▶ [Passage shown]:

□ □ □ □ □ □ □

Mirzai

Prediction of Exchangeable Potassium in Soil through Mid-Infrared Spectroscopy and Deep Learning: from Prediction to Explainability, Albinet et al., 2022

The mirzai Python Package, the present documentation and associated notebooks ensure the reproducibility of the above-mentioned scientific paper.

Paper with code

1. Exploratory Data Analysis (Fig. 1)

2. Data selection and transformation

3. Baseline model (PLSR):

   • Learning curve
   • Training & evaluation

4. Convolutional Neural Network (CNN):

   • Learning rate finder
   • Learning curve
   • Training & evaluation
   • Validation curve by Soil Taxonomy Orders (Fig. 5)

5. PLSR vs. CNN figures:

   • Learning curves (Fig. 3)
   • Observed vs. predicted scatterplots (Fig. 4)
   • Global vs. local modelling (Fig. 6)

6. Interpretability

   • GradientShap values (Fig. 7))
   • GradientShap values correlation (Fig. 8)

Setup

Getting the data

A zipped archive of the data used in this study are available for download at the following link: https://drive.google.com/drive/folders/1VGfrBexMPCFvoUa1VW26n-zO9v5WHeFh?usp=sharing

In a local environment

The preferred way it to use Mamba. Mamba is a fast, robust, and cross-platform package manager.

□ □ □ □ □ □ □

▶ [Given information]:
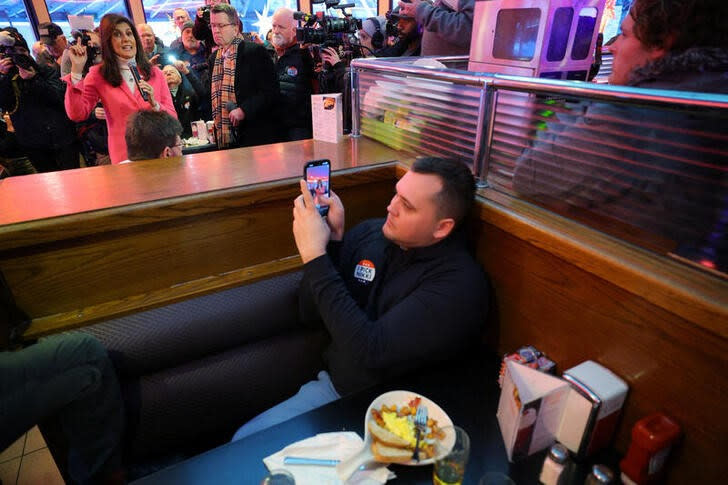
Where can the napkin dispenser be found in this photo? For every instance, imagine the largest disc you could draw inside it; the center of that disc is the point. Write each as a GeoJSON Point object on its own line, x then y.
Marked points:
{"type": "Point", "coordinates": [592, 412]}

□ □ □ □ □ □ □

▶ [Exercise A]:
Decide whether each statement below agrees with the mirzai documentation page. Give yes or no for each, followed by the deciding words of the page, quoted exactly.
(i) The Convolutional Neural Network section includes a learning rate finder.
(ii) The baseline model is a Convolutional Neural Network.
(iii) Mamba is described as a slow package manager.
▶ [Exercise B]:
Answer these questions from the mirzai documentation page:
(i) Which figure holds the observed vs. predicted scatterplots?
(ii) Which package manager is the preferred way to set up a local environment?
(iii) In what year was the paper by Albinet et al. published?
▶ [Exercise C]: Copy the mirzai documentation page from "Getting the data" up to and including "cross-platform package manager.".

▶ [Task response A]:
(i) Yes: "Learning rate finder"
(ii) No: "Baseline model (PLSR):"
(iii) No: "Mamba is a fast, robust, and cross-platform package manager."

▶ [Task response B]:
(i) Fig. 4
(ii) Mamba
(iii) 2022

▶ [Task response C]:
Getting the data

A zipped archive of the data used in this study are available for download at the following link: https://drive.google.com/drive/folders/1VGfrBexMPCFvoUa1VW26n-zO9v5WHeFh?usp=sharing

In a local environment

The preferred way it to use Mamba. Mamba is a fast, robust, and cross-platform package manager.